Article:

◆ ◆ ◆

There are some interesting tensions linked to this. The tradition, the rule, for newspapers and magazines is that a review must not come out before the pubication date of a book. The idea is simple: publishers want someone to be able to go buy a book when they read a review, not wait three weeks – and even forget about it. But online reviewers don’t always observe this rule (there are exceptions) and – frankly – publishers don’t always want them to. Advance buzz has to be, well, advance.

This rankles book page editors. They are dutifully holding back their reviews and discussions till a book is on sale, but meanwhile the whole world (or the part of it with internet access) will have been reading about the title for a month or more.

There is no obvious right or wrong here, though I suppose I’d agree that holding the Washington Post or Toronto Globe & Mail to a pub date review starts to feel unfair if major online reviewers are way ahead. My sense, is that the important online sites tend to wait until close to pub date, while it is independent bloggers who like to get out early with a review.

Maybe it’ll become a measure of a blog’s transition to stature … that it begins to wait until closer to the book’s release. But the irony is, if publishers are excited or optimistic about a book, they may not mind if blog reviews surface early. There’s a complicated tension here.

In other words, as with so much of the book world today, we are in flux, people are still figuring out how to dance to this new music.

Grace in the marketplace

In lines I quote often Yeats wrote:

For how can you compete,
Being honour bred, with one
Who, were it proved he lies,
Were neither shamed in his own
Nor in his neighbors’ eyes?

◆ ◆ ◆

Data lines:
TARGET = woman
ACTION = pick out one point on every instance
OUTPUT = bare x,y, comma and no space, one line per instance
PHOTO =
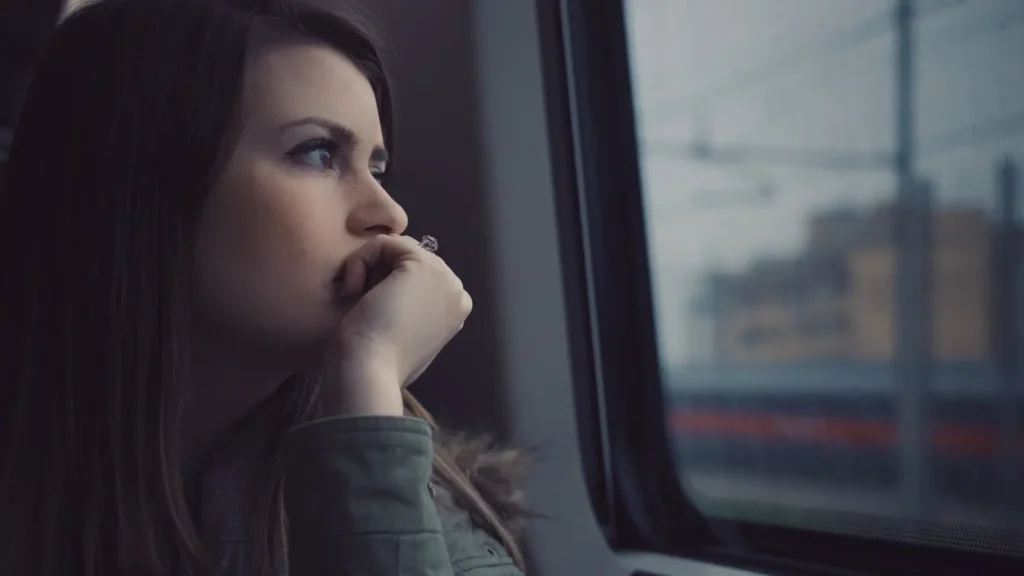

◆ ◆ ◆

What to do:
A – Can you sum up the passage on book reviews in two sentences?
B – Do these statements agree with the passage on book reviews? Answer yes or no for each, quoting the words that decide it.
(i) Publishers want readers to be able to buy a book when they read a review.
(ii) The important online sites tend to publish reviews well ahead of the publication date.
(iii) The writer considers it plainly wrong for online reviewers to publish early.
C – Which two newspapers does the passage on book reviews name?

Task-by-task results:
A – Newspapers and magazines traditionally hold back reviews until a book's publication date so readers can buy it right away, but online reviewers, especially independent bloggers, often publish earlier, sometimes with publishers' approval, which irritates book page editors. The writer sees no obvious right or wrong, calls it a complicated tension, and says the book world is in flux.

B –
(i) Yes: "publishers want someone to be able to go buy a book when they read a review"
(ii) No: "the important online sites tend to wait until close to pub date"
(iii) No: "There is no obvious right or wrong here"

C – The Washington Post and the Toronto Globe & Mail.